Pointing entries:
===============

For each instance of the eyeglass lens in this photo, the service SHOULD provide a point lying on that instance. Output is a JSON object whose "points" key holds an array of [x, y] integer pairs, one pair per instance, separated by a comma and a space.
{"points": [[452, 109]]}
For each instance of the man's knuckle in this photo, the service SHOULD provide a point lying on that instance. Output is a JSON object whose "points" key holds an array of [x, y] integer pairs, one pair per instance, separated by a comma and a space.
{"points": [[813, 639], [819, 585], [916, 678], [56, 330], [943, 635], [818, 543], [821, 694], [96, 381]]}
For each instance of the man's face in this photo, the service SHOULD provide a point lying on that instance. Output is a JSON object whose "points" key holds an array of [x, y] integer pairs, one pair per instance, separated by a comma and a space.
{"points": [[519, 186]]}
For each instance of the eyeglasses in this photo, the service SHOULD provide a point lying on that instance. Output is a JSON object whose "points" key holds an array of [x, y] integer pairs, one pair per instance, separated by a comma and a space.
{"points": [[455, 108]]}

===============

- [Exercise directions] Duplicate every line of the entries above, word for word, with no changes.

- [Expected answer]
For each instance of the eyeglass lens in this photo, the service SHOULD provide a point lying on that instance. Output is a JSON object whose "points" key holds an array of [x, y] integer pairs, one pair per instance, separated by a comma and a space.
{"points": [[452, 109]]}
For each instance of the man's knuckle in this photo, the service SHOULD provide a point lying on that instance. Output is a JSON object whose "points" key holds an array of [x, y] integer pairs, one pair per instance, separated by a comma and a space.
{"points": [[813, 639], [819, 585], [916, 678], [56, 330], [943, 635], [818, 543], [821, 694], [96, 381]]}
For each instance of the man's face in this photo, the service SHOULD provide a point lying on that instance. Output is a JSON object whose "points" key holds an array of [x, y] integer pairs, one pair per instance, separated by a comma and a space.
{"points": [[519, 186]]}
For each instance of the eyeglasses in this photo, the service SHOULD provide a point lying on that instance. Output is a JSON object whose "points" key holds an array of [x, y] integer pairs, one pair per instance, separated by a comma and a space.
{"points": [[455, 108]]}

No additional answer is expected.